YOUR OBJECTIVE: In the data, extract each line that holds the string "distant".

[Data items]
────────────────────

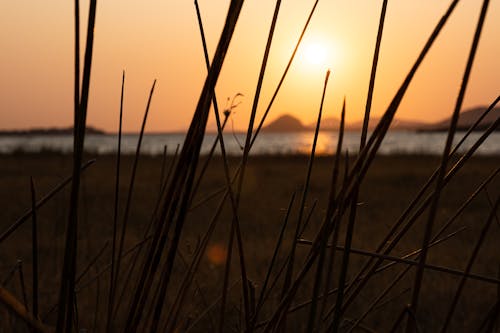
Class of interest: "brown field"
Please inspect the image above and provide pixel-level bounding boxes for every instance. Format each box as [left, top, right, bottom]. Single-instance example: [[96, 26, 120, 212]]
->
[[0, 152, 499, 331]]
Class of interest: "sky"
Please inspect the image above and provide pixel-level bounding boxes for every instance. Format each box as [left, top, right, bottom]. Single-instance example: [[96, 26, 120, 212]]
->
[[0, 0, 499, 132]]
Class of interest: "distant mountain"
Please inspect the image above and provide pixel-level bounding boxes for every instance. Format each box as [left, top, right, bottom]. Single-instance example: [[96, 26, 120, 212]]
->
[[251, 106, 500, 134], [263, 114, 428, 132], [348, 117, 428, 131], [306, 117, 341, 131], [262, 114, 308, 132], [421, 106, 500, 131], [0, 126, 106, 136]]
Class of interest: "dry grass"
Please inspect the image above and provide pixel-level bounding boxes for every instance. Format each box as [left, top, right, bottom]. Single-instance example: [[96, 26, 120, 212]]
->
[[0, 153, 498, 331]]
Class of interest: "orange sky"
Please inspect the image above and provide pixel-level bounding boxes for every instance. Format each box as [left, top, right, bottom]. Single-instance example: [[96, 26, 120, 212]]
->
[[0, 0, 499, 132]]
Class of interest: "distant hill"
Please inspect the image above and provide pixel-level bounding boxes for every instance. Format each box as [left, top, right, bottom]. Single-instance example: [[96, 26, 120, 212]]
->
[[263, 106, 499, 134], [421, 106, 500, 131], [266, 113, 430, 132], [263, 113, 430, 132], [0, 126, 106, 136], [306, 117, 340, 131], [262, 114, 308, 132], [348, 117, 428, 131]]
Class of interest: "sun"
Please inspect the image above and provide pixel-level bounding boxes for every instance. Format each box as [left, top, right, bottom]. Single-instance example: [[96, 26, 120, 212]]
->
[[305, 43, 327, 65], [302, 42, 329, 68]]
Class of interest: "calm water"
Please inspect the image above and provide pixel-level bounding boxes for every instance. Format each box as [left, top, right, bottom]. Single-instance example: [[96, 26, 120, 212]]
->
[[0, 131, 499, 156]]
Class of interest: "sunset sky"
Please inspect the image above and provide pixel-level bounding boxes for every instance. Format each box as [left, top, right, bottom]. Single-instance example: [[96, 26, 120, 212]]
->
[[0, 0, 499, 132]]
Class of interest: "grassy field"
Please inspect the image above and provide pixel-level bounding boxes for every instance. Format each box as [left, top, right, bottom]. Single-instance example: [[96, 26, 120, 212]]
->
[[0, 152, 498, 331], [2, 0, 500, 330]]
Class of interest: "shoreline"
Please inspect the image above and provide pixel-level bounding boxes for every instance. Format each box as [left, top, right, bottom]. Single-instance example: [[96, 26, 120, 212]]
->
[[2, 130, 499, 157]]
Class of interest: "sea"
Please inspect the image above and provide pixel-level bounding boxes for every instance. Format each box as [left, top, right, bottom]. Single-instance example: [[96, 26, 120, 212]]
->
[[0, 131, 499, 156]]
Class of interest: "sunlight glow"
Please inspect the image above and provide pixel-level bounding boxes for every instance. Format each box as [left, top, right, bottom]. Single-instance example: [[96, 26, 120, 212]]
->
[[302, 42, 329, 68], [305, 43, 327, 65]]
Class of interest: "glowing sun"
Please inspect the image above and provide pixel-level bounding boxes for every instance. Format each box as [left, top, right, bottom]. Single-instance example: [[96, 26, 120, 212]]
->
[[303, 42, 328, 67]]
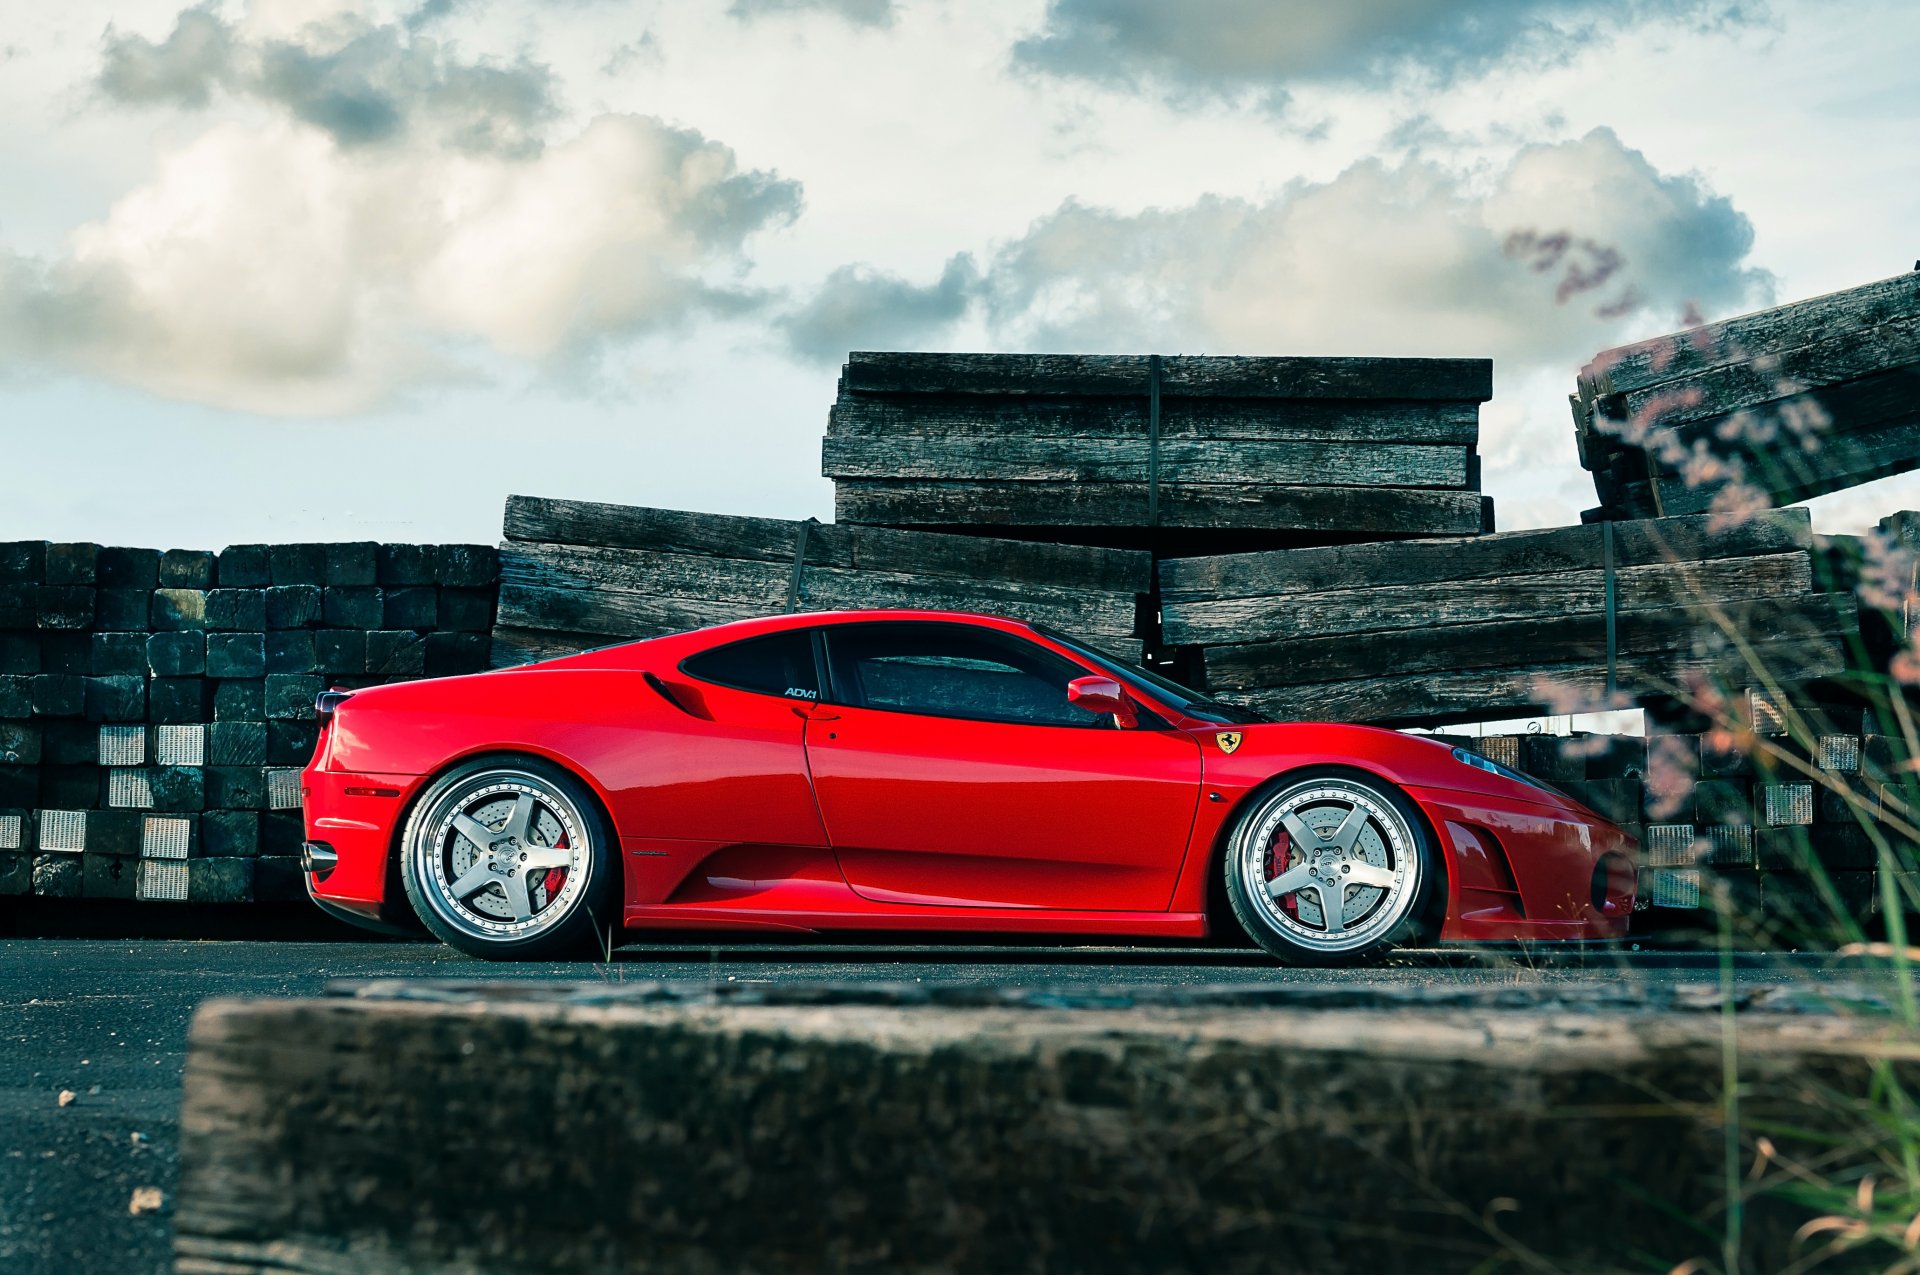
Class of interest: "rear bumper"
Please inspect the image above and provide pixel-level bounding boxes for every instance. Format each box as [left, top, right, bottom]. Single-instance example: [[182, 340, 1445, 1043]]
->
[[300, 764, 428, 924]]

────────────────────

RESPONSE BELOW:
Class of interest: "distant mountain"
Class of interest: "distant hill"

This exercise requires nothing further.